The full set of records below is to be reproduced without a single alteration.

• • •

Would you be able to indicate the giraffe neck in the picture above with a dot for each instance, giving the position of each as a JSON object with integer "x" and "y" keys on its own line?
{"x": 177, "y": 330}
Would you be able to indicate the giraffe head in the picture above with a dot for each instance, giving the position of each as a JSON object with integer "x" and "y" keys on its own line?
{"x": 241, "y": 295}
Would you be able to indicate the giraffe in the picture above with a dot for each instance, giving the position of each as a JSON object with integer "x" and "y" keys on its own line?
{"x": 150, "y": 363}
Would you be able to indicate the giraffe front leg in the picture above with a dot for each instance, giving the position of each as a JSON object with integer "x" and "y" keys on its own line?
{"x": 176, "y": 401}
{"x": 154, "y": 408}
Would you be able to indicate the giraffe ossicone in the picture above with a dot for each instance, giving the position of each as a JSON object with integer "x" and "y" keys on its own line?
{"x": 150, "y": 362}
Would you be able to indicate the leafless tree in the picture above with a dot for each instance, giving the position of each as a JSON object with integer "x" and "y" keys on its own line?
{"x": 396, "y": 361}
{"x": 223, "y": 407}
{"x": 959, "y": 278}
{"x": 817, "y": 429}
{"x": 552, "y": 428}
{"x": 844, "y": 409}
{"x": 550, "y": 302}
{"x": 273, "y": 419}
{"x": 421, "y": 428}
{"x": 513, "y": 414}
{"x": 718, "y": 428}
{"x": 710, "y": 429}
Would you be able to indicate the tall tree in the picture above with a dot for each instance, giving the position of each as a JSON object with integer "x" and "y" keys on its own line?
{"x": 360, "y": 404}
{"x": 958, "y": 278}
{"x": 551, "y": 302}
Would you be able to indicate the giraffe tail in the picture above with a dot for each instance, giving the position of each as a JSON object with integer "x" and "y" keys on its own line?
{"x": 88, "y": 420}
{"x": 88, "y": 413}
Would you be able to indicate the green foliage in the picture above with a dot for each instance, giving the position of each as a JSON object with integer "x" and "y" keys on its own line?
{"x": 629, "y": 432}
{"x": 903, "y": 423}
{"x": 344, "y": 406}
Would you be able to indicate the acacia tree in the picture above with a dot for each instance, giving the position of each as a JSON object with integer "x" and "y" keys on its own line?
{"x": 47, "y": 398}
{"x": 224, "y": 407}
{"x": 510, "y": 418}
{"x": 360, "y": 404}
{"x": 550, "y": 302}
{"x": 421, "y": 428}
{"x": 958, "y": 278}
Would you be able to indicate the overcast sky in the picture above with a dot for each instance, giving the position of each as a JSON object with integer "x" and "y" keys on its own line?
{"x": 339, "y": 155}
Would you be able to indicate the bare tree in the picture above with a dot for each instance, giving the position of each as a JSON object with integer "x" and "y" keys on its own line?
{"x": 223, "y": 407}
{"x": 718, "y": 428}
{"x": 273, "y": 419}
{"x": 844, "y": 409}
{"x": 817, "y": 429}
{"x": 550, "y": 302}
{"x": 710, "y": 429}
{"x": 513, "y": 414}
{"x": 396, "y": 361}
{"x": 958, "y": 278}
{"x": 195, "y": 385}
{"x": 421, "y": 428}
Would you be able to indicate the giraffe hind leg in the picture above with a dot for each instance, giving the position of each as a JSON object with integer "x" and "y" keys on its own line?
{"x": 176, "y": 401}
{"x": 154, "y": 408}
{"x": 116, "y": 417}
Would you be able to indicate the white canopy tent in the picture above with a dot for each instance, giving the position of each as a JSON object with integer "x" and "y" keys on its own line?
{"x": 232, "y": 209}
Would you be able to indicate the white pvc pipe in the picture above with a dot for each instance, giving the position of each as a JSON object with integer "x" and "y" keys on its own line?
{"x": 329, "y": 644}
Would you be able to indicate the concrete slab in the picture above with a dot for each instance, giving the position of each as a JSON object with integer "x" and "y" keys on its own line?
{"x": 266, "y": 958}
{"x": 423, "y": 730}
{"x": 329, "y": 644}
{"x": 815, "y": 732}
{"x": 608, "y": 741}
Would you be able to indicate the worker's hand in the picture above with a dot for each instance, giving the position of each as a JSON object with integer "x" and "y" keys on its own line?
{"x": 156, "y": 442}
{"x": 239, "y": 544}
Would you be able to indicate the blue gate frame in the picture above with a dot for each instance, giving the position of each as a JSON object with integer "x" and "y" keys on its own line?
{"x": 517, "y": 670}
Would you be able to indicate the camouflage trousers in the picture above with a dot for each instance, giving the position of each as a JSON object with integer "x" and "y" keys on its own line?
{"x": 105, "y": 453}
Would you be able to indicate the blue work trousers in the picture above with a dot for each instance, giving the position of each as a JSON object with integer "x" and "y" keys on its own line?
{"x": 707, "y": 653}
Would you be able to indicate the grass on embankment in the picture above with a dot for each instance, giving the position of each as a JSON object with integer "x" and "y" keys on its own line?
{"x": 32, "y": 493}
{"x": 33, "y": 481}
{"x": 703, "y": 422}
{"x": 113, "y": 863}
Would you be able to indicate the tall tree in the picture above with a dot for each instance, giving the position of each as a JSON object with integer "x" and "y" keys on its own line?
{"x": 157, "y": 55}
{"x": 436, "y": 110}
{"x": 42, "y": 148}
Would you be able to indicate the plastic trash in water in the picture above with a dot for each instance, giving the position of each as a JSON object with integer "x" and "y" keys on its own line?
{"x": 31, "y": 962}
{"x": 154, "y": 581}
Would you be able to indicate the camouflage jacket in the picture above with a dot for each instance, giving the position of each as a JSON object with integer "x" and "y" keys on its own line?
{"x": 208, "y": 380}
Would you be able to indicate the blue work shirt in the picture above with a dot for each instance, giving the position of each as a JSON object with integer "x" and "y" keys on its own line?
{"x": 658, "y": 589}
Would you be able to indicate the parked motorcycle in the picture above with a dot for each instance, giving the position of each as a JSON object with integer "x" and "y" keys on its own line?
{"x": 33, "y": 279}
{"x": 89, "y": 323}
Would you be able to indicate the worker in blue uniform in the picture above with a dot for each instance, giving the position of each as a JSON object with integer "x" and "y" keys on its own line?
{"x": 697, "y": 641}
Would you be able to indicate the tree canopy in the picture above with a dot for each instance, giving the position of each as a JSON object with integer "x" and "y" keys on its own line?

• • •

TASK SOLUTION:
Would you be able to indicate the giraffe neck in the picture above with a dot for each instance, giving the position of each as a JSON object with integer "x" and "y" keys on its own line?
{"x": 177, "y": 330}
Would you be able to indicate the giraffe head in the picture above with a dot for each instance, giving the position of each as a JSON object with integer "x" and "y" keys on its own line?
{"x": 241, "y": 295}
Would you be able to indicate the giraffe in the picture above with a dot for each instance, giving the position of each as a JSON object with integer "x" and "y" keys on its own line?
{"x": 150, "y": 363}
Would you be able to indicate the giraffe front leg in the picture above with a dot for each instance, giving the position of each as a JSON object with integer "x" and "y" keys on its own line?
{"x": 176, "y": 401}
{"x": 154, "y": 408}
Would you be able to indicate the giraffe ossicone in the picture above with a dot for each instance, giving the position of each as a JSON object with integer "x" and "y" keys on its own line?
{"x": 150, "y": 362}
Would you be able to indicate the leafless tree in the picture above with a dot for each instance, giving the position of each as a JSON object with integer "x" and "y" keys on its own line?
{"x": 396, "y": 361}
{"x": 223, "y": 407}
{"x": 959, "y": 278}
{"x": 817, "y": 429}
{"x": 552, "y": 428}
{"x": 844, "y": 409}
{"x": 550, "y": 302}
{"x": 273, "y": 419}
{"x": 421, "y": 428}
{"x": 513, "y": 414}
{"x": 718, "y": 428}
{"x": 710, "y": 429}
Would you be able to indicate the tall tree in the picture above with a dot for each instance, giving the position of each as a JSON object with integer "x" and "y" keys on its own line?
{"x": 360, "y": 404}
{"x": 958, "y": 278}
{"x": 551, "y": 302}
Would you be able to indicate the giraffe tail in the picture above with a dot for each instance, giving the position of each as a JSON object with integer "x" and "y" keys on its own line?
{"x": 88, "y": 420}
{"x": 88, "y": 413}
Would you be able to indicate the green foliage in the picture above with a dot for each instance, giving the position of each as a JSON object with integer "x" and "y" keys on its own line?
{"x": 629, "y": 432}
{"x": 903, "y": 423}
{"x": 344, "y": 406}
Would you be able to indicate the acacia tree in the picture above with a dot for each instance, giving the position of each as a JSON object with integer "x" and "y" keys on its own line?
{"x": 47, "y": 398}
{"x": 224, "y": 407}
{"x": 510, "y": 418}
{"x": 360, "y": 404}
{"x": 550, "y": 302}
{"x": 421, "y": 428}
{"x": 958, "y": 278}
Would you be able to indicate the overcast sky in the picture above with a dot for each instance, giving the position of each as a JSON object with integer "x" and "y" keys on its own line?
{"x": 339, "y": 155}
Would you be able to indicate the bare tree in the picture above with a dot for each instance, giving the position of each as a JSON object with integer "x" and "y" keys on its own line?
{"x": 223, "y": 407}
{"x": 718, "y": 428}
{"x": 273, "y": 419}
{"x": 844, "y": 409}
{"x": 817, "y": 429}
{"x": 550, "y": 302}
{"x": 710, "y": 429}
{"x": 513, "y": 414}
{"x": 396, "y": 361}
{"x": 958, "y": 278}
{"x": 195, "y": 385}
{"x": 421, "y": 428}
Would you be able to indicate the giraffe hind leg in the picture above with a dot for each instance, giving the position of each as a JSON object with integer "x" and "y" keys on its own line?
{"x": 176, "y": 401}
{"x": 154, "y": 408}
{"x": 116, "y": 417}
Would you be able to indicate the white canopy tent in the picture above with a dot for each instance, giving the position of each as a JSON object with integer "x" and "y" keys on its own line?
{"x": 232, "y": 209}
Would you be able to indicate the white pvc pipe in the picture above with a dot for each instance, giving the position of each as a JSON object with integer "x" and "y" keys on its own line?
{"x": 329, "y": 644}
Would you be able to indicate the concrete slab in the picture above with a dot for each instance, giving the position of each as a JSON object with integer "x" and "y" keys on its own line?
{"x": 266, "y": 958}
{"x": 423, "y": 730}
{"x": 329, "y": 644}
{"x": 815, "y": 732}
{"x": 608, "y": 741}
Would you be able to indicate the worker's hand in the picture above with a dot for each instance, giving the position of each as a JSON object with integer "x" and "y" keys on its own line?
{"x": 156, "y": 442}
{"x": 239, "y": 544}
Would you be able to indicate the blue gate frame in the picture above with a dot for each instance, giving the position of each as a JSON object with integer "x" and "y" keys on its own line?
{"x": 517, "y": 670}
Would you be able to indicate the camouflage trousers in the picture above with a dot for each instance, giving the position of each as a JSON object with integer "x" and "y" keys on its own line?
{"x": 105, "y": 453}
Would you be able to indicate the blue work trousers in the picture above with a dot for each instance, giving the position of each as a JSON object with integer "x" and "y" keys on its own line?
{"x": 707, "y": 653}
Would you be able to indicate the grass on embankment in the picture above with a dot for each instance, giving the position of each as a JSON object with integer "x" and "y" keys on its own line?
{"x": 32, "y": 493}
{"x": 33, "y": 481}
{"x": 703, "y": 422}
{"x": 113, "y": 863}
Would you be able to indicate the tall tree in the picture above with a dot for each instance, giving the position of each as a JSON object with integer "x" and "y" keys on its own line?
{"x": 157, "y": 55}
{"x": 436, "y": 110}
{"x": 42, "y": 148}
Would you be able to indicate the plastic trash in water in the picture above with a dot for each instance, giving the position of each as a JSON object with integer "x" and "y" keys on its own line?
{"x": 31, "y": 962}
{"x": 154, "y": 581}
Would you be able to indicate the camouflage jacket in the picture above with a dot for each instance, giving the position of each as a JSON object with integer "x" and "y" keys on its own line?
{"x": 208, "y": 380}
Would you be able to indicate the blue work shirt in the picture above with a dot for each instance, giving the position of each as a JSON object with integer "x" and "y" keys on its own line?
{"x": 658, "y": 589}
Would you be able to indicate the parked motorcycle in the picture above with a dot for each instance, giving the position of each as a JSON object with integer "x" and "y" keys on its own line?
{"x": 33, "y": 279}
{"x": 89, "y": 323}
Would you be able to indicate the worker in blue uniform in the picture above with a dot for each instance, giving the position of each as a JSON object with integer "x" and "y" keys on its own line?
{"x": 697, "y": 641}
Would you be able to indicate the tree canopy in the picture above with a dot for each instance, giving the position of each as a JSON object with integer "x" and "y" keys on its own line?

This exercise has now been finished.